_TESTO DI PARTENZA:_
In difesa delle coltivazioni geneticamente modificate, da luglio liberalizzate anche in Europa

L'agricoltura geneticamente modificata (gm) è oggi presente in 25 paesi ed è estesa su quasi 135 milioni di ettari, concentrati prevalentemente in otto nazioni: Stati Uniti, Argentina, Brasile, India, Canada, Cina, Paraguay e Sud Africa; di questi, due soli (Stati Uniti e Canada) appartengono al gruppo dei paesi ricchi, gli altri sono variamente classificabili tra le economie emergenti o i paesi in via di sviluppo. Per converso, in Europa, le coltivazioni gm interessano 100mila ettari, collocati per la maggior parte in Spagna.

Oltre 12 milioni di agricoltori nel mondo fanno uso di sementi gm e molte centinaia di milioni di consumatori da decenni acquistano e si nutrono di cibo prodotto con quelle sementi. In tutto questo periodo e in tutti questi stati non vi è stato un solo caso accertato, anche a livello di mera probabilità, di danno all'ambiente o di danno alla salute provocato dalla coltivazione, dall'utilizzazione o dal consumo di prodotti agricoli gm. Questo, naturalmente, non significa che i prodotti contenenti gm siano necessariamente esenti da pericoli (come, del resto, non sono necessariamente innocui i prodotti alimentari non gm).

_ESERCIZI DA SVOLGERE:_
1. Elenca tutte le nazioni in cui, secondo il testo di partenza, si concentra prevalentemente l'agricoltura geneticamente modificata.
2. Riscrivi in forma più breve il paragrafo del testo di partenza che comincia con "Oltre 12 milioni di agricoltori", mantenendone i fatti principali.
Le righe qui sotto costituiscono materiale separato dal testo di partenza.

_MATERIALE FORNITO:_
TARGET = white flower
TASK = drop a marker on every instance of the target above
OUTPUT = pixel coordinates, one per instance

_SOLUZIONI DEGLI ESERCIZI:_
1. Stati Uniti, Argentina, Brasile, India, Canada, Cina, Paraguay e Sud Africa.

2. Più di 12 milioni di agricoltori nel mondo usano sementi gm, e molte centinaia di milioni di consumatori mangiano da decenni cibo prodotto con esse. In tutto questo tempo e in tutti questi stati non è stato accertato, nemmeno come mera probabilità, alcun danno all'ambiente o alla salute dovuto alla coltivazione, all'uso o al consumo di prodotti agricoli gm. Ciò non significa che i prodotti con gm siano per forza privi di pericoli, così come non sono per forza innocui gli alimenti non gm.